◆ **Items from a data source**
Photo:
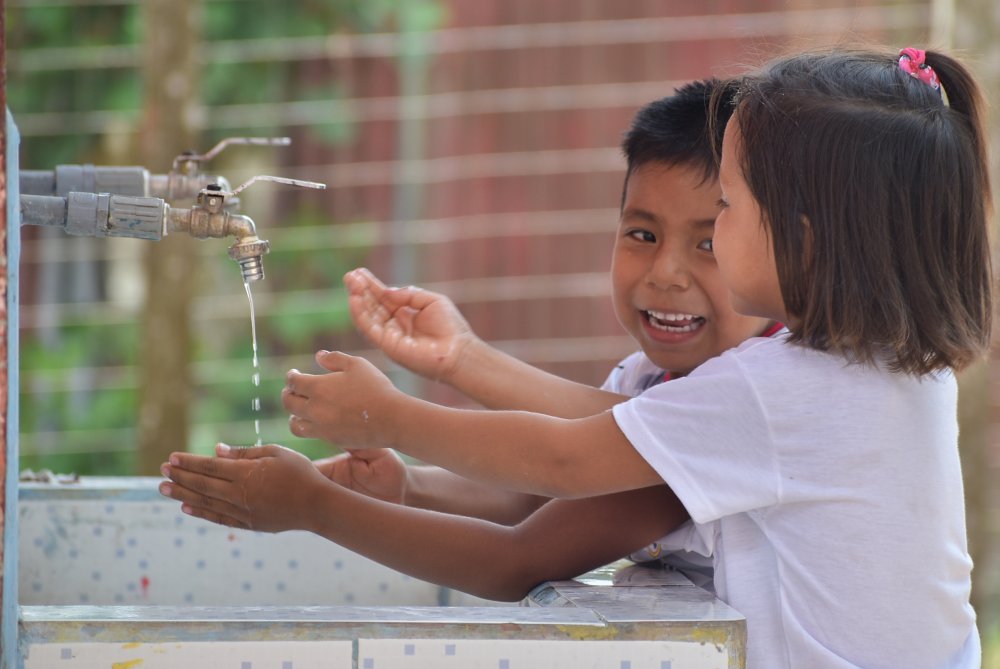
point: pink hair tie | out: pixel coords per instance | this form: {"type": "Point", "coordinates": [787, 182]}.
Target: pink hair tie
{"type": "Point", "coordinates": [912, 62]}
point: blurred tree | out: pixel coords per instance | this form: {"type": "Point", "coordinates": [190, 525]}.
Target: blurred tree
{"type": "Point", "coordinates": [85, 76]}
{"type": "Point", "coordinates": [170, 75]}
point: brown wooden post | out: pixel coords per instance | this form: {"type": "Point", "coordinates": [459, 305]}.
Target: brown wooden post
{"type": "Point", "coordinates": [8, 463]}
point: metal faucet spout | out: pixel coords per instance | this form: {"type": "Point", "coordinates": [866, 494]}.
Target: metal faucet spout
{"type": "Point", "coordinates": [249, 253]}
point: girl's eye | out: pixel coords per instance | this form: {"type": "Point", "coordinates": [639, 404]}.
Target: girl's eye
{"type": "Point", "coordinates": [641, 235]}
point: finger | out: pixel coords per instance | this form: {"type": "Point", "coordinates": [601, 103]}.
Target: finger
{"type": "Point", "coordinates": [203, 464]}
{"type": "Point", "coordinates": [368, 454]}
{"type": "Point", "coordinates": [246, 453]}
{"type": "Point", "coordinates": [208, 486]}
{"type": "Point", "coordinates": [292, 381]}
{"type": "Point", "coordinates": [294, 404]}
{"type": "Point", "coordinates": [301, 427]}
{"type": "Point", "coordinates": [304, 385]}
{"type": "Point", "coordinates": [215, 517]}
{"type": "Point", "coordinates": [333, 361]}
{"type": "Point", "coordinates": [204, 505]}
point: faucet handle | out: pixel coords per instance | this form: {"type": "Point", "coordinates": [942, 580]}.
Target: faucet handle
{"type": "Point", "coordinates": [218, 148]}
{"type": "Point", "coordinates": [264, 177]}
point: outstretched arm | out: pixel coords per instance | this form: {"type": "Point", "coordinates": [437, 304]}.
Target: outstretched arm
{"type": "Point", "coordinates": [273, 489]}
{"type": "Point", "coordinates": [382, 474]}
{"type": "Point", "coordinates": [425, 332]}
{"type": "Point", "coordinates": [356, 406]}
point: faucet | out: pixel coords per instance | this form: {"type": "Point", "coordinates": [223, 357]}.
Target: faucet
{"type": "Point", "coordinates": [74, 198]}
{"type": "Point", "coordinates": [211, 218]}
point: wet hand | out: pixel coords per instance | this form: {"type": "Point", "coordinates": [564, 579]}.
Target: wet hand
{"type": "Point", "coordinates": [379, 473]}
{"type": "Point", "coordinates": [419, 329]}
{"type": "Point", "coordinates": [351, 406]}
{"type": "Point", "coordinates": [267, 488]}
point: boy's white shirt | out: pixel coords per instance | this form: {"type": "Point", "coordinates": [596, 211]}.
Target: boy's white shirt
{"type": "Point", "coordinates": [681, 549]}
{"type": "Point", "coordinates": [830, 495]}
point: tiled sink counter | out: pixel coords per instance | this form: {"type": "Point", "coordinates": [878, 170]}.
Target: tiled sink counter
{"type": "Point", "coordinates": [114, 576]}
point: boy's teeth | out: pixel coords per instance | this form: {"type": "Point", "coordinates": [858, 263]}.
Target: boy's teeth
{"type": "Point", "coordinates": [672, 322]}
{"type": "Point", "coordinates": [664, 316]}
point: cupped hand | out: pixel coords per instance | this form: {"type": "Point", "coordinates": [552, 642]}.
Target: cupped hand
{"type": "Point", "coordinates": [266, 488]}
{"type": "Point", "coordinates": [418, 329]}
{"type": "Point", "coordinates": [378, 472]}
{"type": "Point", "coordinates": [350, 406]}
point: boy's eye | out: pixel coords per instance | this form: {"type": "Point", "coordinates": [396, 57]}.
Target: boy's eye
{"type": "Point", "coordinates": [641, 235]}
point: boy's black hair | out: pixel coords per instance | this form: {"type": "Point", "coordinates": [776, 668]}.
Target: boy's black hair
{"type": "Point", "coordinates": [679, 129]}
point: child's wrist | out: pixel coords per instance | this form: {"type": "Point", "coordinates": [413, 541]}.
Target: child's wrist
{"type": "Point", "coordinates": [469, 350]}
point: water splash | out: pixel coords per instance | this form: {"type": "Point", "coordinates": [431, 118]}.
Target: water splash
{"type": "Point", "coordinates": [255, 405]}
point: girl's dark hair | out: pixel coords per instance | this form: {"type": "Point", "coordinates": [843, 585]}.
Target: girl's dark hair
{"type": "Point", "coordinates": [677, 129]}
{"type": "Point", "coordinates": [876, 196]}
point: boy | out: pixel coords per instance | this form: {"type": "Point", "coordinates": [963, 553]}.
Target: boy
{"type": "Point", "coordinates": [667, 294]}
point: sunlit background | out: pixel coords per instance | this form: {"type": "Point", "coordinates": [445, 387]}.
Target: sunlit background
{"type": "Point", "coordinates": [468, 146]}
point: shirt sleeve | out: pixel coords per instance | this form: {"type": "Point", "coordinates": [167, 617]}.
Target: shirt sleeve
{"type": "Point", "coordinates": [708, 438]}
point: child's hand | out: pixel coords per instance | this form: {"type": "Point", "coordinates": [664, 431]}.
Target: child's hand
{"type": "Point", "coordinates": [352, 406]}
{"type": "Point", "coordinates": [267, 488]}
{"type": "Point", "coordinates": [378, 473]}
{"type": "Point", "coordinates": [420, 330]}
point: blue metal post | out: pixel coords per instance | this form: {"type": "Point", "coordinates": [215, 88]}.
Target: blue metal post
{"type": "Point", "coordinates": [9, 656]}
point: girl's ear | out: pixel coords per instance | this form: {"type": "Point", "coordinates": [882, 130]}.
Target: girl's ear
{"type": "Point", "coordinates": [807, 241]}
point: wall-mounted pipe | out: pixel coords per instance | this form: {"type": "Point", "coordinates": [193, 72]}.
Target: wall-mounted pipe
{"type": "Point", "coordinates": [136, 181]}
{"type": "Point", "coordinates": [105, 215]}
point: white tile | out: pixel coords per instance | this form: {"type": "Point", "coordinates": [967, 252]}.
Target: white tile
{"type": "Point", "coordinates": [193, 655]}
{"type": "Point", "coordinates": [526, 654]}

...

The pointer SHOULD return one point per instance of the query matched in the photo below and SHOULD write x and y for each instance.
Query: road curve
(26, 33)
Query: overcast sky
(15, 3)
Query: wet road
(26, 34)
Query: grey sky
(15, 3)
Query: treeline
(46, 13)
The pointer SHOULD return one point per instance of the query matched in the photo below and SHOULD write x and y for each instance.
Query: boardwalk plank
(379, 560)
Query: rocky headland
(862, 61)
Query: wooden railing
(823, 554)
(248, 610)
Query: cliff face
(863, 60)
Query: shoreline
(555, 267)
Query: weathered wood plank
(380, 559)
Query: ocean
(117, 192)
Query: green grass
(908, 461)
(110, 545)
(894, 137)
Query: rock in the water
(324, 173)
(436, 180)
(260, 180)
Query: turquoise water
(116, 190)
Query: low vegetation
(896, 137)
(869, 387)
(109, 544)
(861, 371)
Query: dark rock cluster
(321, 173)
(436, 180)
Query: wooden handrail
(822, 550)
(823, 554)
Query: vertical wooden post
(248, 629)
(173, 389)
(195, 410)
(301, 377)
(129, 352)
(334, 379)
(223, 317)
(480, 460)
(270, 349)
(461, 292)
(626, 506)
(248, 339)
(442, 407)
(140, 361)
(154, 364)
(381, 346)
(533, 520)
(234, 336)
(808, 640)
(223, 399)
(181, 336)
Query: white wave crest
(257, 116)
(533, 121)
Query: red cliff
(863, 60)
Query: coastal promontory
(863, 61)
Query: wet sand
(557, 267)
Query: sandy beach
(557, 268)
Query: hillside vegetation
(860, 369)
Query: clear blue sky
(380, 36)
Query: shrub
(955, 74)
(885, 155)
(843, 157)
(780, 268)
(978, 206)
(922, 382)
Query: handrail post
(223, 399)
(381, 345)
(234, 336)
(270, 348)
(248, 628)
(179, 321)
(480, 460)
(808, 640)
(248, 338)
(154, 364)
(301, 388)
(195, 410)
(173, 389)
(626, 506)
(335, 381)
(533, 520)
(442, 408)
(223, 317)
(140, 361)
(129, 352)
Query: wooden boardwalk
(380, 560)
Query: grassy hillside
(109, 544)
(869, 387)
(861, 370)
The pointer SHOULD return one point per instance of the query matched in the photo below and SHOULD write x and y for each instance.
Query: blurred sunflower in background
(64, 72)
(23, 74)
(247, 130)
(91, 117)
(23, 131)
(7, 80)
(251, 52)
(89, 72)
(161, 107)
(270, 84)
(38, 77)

◆ **Given task**
Locate every line of the listing above that contains the word "spout", and copy each one out.

◆ **Exercise solution**
point: metal faucet spout | out: pixel coords per instance | this form: {"type": "Point", "coordinates": [866, 494]}.
Target: metal faucet spout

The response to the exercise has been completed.